BEGIN RECORD EXTRACTS

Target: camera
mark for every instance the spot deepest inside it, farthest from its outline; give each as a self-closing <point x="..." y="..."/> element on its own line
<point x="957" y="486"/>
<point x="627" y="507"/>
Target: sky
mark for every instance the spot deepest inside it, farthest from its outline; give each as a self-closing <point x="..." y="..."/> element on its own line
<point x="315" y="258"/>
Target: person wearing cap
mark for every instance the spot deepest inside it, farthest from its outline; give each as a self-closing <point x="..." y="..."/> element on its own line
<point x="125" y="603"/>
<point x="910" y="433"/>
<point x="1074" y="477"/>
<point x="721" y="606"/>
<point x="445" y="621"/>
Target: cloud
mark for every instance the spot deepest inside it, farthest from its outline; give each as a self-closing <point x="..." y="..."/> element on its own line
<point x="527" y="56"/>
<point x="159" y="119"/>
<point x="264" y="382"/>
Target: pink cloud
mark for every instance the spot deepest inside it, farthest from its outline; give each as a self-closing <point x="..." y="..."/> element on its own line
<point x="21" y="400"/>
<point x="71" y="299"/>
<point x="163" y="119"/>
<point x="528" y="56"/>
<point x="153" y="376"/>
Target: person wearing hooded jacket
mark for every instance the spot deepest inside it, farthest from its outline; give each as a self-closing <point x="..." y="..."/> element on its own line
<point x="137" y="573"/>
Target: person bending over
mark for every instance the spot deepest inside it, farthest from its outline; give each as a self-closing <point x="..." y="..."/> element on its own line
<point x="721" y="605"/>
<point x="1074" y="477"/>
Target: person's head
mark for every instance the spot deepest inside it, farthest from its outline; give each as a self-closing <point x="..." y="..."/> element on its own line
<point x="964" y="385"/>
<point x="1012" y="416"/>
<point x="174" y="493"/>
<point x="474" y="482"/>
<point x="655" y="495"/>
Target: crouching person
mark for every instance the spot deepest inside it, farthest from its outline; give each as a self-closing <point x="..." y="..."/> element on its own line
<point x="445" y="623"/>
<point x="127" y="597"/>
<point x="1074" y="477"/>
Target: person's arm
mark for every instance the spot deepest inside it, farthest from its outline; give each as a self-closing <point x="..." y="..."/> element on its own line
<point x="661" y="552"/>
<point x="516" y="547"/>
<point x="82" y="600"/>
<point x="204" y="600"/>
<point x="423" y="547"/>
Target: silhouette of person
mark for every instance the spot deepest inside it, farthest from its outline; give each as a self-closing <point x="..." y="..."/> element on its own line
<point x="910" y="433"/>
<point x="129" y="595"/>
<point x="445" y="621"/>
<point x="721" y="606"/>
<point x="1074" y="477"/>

END RECORD EXTRACTS

## WORK TO DO
Write out the records above again, keeping each one identical to the original.

## FINISHED TASK
Target: camera
mark for every instance the spot deepest inside it, farthest from its outline; give each as a self-closing <point x="..." y="..."/> element on its own line
<point x="957" y="486"/>
<point x="627" y="507"/>
Target: sky
mark for every instance the spot deepest inside it, farthest from its outline; give each as a self-closing <point x="..." y="..."/> element on its own line
<point x="315" y="258"/>
Target: person wearing cap
mark for every instance the spot deepest inside it, farthest from its outline; give each as a self-closing <point x="..." y="..."/> element on its own line
<point x="125" y="603"/>
<point x="910" y="433"/>
<point x="1074" y="477"/>
<point x="721" y="606"/>
<point x="445" y="621"/>
Target: cloud
mark for every instance the spot deepest inside it, farthest from its outline; give each as a self-closing <point x="..." y="..."/> element on its own line
<point x="527" y="56"/>
<point x="159" y="119"/>
<point x="264" y="382"/>
Target: pink cloud
mark for every instance the spot deepest inside it, farthest from its outline; give each as a self-closing <point x="..." y="..."/> element on its own line
<point x="21" y="400"/>
<point x="71" y="299"/>
<point x="163" y="119"/>
<point x="528" y="56"/>
<point x="153" y="376"/>
Target: person wearing hooded jacket
mark for every instance the spot deepest inside it, farthest from its outline; give each as a self-closing <point x="..." y="..."/> element on its own line
<point x="137" y="573"/>
Target: person bending over
mark for every instance the spot deepest inside it, farthest from its outline; give each as a self-closing <point x="..." y="..."/> element on its own line
<point x="721" y="605"/>
<point x="1074" y="477"/>
Target: person's head
mark for every instance the spot deepest inside it, farthest from its outline; give each as a self-closing <point x="..." y="..."/> element on its own line
<point x="964" y="385"/>
<point x="1012" y="416"/>
<point x="174" y="493"/>
<point x="474" y="482"/>
<point x="655" y="495"/>
Target: crouching person
mark for every instance the spot deepest inside it, farthest from its outline; give each as a self-closing <point x="..." y="..."/> element on its own line
<point x="445" y="623"/>
<point x="127" y="597"/>
<point x="1074" y="477"/>
Target: person's arm
mark for every instance the spot deepest inside it, farthest from its outline; give each as a self-closing <point x="..." y="..."/> element on its own line
<point x="661" y="552"/>
<point x="516" y="547"/>
<point x="82" y="600"/>
<point x="204" y="600"/>
<point x="423" y="547"/>
Target: silhouette of person
mark for every instance the spot deepest inside it, farthest from its outline; give each as a self-closing <point x="..." y="..."/> element on its own line
<point x="910" y="433"/>
<point x="129" y="595"/>
<point x="445" y="621"/>
<point x="721" y="606"/>
<point x="1074" y="477"/>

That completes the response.